Document text
------------
If the non-deduplicated and deduplication data are written to the single library, it will skew the overall disk usage information and make space usage prediction difficult.

Follow the best practice as recommended by your disk storage vendor for disk partitioning to allow for ease of maintenance for the disk library.

When you commission a disk storage, plan for and measure its optimal performance prior to running your data protection operations. for more information, see Disk Library Volume Performance.

Note: If you have configured disk mount paths that do not support sparse files, but you want to reclaim unused disk space, then you can use the Reclaim idle space on Mount Paths with no drill hole capability option.

For example NAS mount paths.

For disk storage the mount paths can be divided into two types:

NAS paths (Disk Library over shared storage)

  • This is the preferred method for a mount path configuration.

  • In NAS paths the disk storage is on the network and the MediaAgent connects through a network protocol.

  • If a MediaAgent goes offline, the disk library is still accessible by other MediaAgents in the library.

Direct Attached Block Storage (Disk Library over Direct Attached Storage)

  • In direct attached block storage (SAN) the mount paths are locally attached to the MediaAgent.

  • If a MediaAgent is lost then the disk library is offline.

  • In a direct attached design, configure the mount paths as mount points instead of drive letters. This allows for larger capacity solutions to configure more mount paths than the drive letters.

  • Smaller capacity sites can use drive letters as long as they do not exceed the number of available drive letters.

Block Size

We recommend you to use default block size of 128 KB for disk storage and 512 KB for cloud storage. If cloud storage is used for secondary copies (that use disk copies as source), then we recommend you to use same block size as the source copy.

For a complete cloud environment where all copies use cloud storage, we recommend to use default block size of 512 KB.

For a mixed environment where some workloads use cloud storage for both primary and secondary copies and other workloads use primary and secondary disk storage to cloud, we recommend you to create separate storage pools with different block size, as follows:

  • 512 KB (default) for complete cloud workloads

  • 128 KB for secondary copies that use disk copies as source

You can configure block size from the Storage Policy Properties - Advanced tab. When configuring the global deduplication policy, all other storage policy copies that are associated with the global deduplication policy must use the same block size. To modify the block size of global deduplication policy, see Modifying Global Deduplication Policy Settings for instructions.

Note

If you change the block size without sealing the deduplication database, a new baseline is created.

Application Read Size

Application read size is the size of the data read from the clients for data transfer during backup operations. By default, the application read size is set to 512 KB.

Compression

By default, when a deduplication storage policy is configured, source-side compression is automatically enabled on the Storage Policy level. This setting will override the subclients compression settings.

When global deduplication storage policy is configured, the compression settings on the global deduplication policy will override the storage policy compression settings.

For more information, see Data Compression.

Datapaths

Consider the following when using SAN storage for data path configuration:

  • When using SAN storage for the mount path, use Alternate Data Paths > When Resources are offline.
------------
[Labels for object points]
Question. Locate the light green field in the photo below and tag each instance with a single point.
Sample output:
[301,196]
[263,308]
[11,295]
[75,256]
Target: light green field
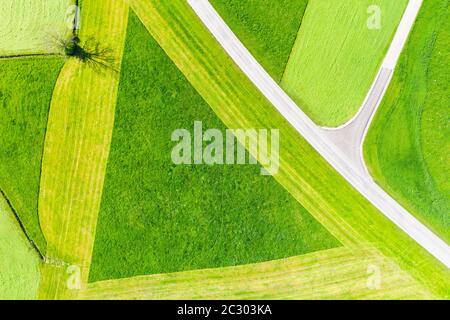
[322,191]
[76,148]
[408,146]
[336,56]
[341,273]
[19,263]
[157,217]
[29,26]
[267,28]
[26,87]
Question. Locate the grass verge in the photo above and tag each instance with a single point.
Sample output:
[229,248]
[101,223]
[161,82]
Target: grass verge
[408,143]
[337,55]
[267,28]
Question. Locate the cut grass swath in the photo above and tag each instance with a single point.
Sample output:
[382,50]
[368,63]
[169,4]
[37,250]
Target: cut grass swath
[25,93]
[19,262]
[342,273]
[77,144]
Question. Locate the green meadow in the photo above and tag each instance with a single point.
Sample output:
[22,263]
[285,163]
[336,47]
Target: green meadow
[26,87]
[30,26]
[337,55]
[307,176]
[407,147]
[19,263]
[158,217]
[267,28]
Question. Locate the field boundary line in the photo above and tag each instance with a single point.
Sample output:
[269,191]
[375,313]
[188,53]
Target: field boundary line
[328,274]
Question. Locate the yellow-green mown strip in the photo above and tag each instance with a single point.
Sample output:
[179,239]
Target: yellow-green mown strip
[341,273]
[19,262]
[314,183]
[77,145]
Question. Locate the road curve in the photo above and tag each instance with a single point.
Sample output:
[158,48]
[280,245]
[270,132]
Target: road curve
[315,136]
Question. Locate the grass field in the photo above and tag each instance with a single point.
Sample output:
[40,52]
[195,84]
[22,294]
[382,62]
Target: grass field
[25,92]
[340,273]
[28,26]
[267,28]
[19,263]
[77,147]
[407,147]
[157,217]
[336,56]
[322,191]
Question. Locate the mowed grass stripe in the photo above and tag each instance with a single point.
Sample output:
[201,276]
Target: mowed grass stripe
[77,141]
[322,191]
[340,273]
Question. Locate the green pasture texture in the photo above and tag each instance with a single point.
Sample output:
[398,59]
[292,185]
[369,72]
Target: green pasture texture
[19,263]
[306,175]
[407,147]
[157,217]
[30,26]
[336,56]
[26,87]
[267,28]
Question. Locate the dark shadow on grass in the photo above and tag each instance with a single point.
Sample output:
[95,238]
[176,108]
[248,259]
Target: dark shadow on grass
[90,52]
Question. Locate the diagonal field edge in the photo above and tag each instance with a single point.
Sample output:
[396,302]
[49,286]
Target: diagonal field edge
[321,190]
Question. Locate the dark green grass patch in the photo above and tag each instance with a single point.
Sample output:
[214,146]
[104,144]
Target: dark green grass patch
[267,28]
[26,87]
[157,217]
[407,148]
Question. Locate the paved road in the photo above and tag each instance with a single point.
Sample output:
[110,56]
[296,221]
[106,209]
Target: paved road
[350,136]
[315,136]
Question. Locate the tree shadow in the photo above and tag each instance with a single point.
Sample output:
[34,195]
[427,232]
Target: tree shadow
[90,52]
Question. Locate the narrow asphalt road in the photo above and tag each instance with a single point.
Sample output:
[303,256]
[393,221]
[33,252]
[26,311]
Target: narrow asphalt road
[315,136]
------------
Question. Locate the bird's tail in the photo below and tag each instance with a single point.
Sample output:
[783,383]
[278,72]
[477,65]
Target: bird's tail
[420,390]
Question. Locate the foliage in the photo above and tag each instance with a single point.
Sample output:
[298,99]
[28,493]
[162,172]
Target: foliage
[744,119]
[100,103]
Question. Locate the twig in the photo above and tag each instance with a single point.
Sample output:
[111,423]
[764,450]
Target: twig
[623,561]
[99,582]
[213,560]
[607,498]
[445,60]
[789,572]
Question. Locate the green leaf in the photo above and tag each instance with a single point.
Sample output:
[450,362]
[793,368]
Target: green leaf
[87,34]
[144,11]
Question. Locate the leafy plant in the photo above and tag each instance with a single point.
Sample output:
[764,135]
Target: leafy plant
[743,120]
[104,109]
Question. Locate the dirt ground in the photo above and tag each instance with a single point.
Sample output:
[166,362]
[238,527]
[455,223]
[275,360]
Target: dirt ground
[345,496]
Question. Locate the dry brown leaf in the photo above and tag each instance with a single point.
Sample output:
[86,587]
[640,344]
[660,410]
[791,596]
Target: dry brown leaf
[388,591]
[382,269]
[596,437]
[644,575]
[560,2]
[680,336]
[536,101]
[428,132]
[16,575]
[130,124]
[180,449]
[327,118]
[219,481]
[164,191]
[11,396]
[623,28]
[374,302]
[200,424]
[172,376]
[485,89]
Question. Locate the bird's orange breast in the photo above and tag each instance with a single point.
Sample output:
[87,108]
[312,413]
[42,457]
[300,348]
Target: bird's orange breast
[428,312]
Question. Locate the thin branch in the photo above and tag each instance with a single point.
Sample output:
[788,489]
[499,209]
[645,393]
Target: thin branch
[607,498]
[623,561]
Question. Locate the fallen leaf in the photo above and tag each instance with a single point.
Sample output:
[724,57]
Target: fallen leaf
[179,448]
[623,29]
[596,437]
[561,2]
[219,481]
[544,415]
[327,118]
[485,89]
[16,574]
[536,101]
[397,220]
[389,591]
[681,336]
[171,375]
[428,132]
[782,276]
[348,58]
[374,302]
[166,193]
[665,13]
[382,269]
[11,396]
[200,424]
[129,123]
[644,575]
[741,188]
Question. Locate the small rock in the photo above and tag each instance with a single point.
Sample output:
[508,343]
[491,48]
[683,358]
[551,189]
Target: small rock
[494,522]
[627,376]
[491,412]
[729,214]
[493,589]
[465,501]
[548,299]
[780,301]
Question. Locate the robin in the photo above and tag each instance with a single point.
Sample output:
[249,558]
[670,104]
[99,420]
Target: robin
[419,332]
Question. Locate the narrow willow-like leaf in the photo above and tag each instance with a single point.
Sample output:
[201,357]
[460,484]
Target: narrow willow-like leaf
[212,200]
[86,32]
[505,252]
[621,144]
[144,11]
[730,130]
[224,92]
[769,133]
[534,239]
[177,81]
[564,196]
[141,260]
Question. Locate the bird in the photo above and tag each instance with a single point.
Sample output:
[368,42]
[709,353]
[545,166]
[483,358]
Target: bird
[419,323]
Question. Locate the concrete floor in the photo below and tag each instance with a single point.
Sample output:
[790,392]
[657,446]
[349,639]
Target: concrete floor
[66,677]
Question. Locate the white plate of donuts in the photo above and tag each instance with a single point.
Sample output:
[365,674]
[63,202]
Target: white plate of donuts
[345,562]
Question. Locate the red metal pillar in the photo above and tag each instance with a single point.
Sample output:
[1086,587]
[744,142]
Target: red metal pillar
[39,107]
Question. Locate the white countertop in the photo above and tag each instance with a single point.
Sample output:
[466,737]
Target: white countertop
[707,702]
------------
Problems and tasks
a – In the storage guide, what is the default application read size?
b – How would you render this sentence from the storage guide in Spanish: "If a MediaAgent is lost then the disk library is offline."
Work from the storage guide text only, not from the rows.

Answers below
a – 512 KB.

b – Si se pierde un MediaAgent, la biblioteca de discos queda fuera de línea.